> _SET EXERCISE_
Copy the data from the line with "Practice. Spot the black" through the end of the data, requests included. Scale each answer coordinate by 0.9 and round it to a whole number, rounding halves up, but leave the numbers in the requests and their format samples unchanged.

>>>

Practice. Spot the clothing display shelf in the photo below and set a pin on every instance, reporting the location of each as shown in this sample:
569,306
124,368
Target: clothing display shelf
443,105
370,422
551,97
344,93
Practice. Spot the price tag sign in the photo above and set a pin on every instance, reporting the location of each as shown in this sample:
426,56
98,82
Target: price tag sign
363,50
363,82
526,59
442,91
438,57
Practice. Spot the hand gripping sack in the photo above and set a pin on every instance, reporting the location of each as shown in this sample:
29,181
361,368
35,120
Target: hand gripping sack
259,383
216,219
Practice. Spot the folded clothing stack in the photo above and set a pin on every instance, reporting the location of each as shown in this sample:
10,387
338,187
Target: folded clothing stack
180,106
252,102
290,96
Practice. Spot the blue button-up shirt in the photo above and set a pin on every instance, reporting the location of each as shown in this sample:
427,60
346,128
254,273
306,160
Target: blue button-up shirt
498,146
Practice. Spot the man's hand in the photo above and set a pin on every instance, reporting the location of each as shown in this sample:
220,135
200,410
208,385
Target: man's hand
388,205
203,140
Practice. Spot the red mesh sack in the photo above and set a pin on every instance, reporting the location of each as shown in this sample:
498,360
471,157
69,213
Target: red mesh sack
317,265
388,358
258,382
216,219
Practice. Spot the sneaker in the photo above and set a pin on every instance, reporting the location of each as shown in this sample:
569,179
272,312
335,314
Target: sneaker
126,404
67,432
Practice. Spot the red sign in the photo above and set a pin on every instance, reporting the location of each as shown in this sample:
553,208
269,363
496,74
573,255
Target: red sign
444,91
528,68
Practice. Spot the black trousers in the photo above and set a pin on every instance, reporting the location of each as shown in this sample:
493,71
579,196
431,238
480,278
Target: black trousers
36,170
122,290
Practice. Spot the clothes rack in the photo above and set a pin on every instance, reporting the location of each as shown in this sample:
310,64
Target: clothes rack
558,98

<<<

> _SOLUTION BELOW_
Practice. Spot the black trousers in the photo above and set a pin on every instance, reporting the location of each as shown in this sample:
493,71
579,196
431,238
480,278
Target: black trousers
32,153
110,261
Practice. Spot the clothes rack in the photo above and set a pin on every instance, reporting the location of each as shown in this sample:
310,64
Target: clothes rack
502,88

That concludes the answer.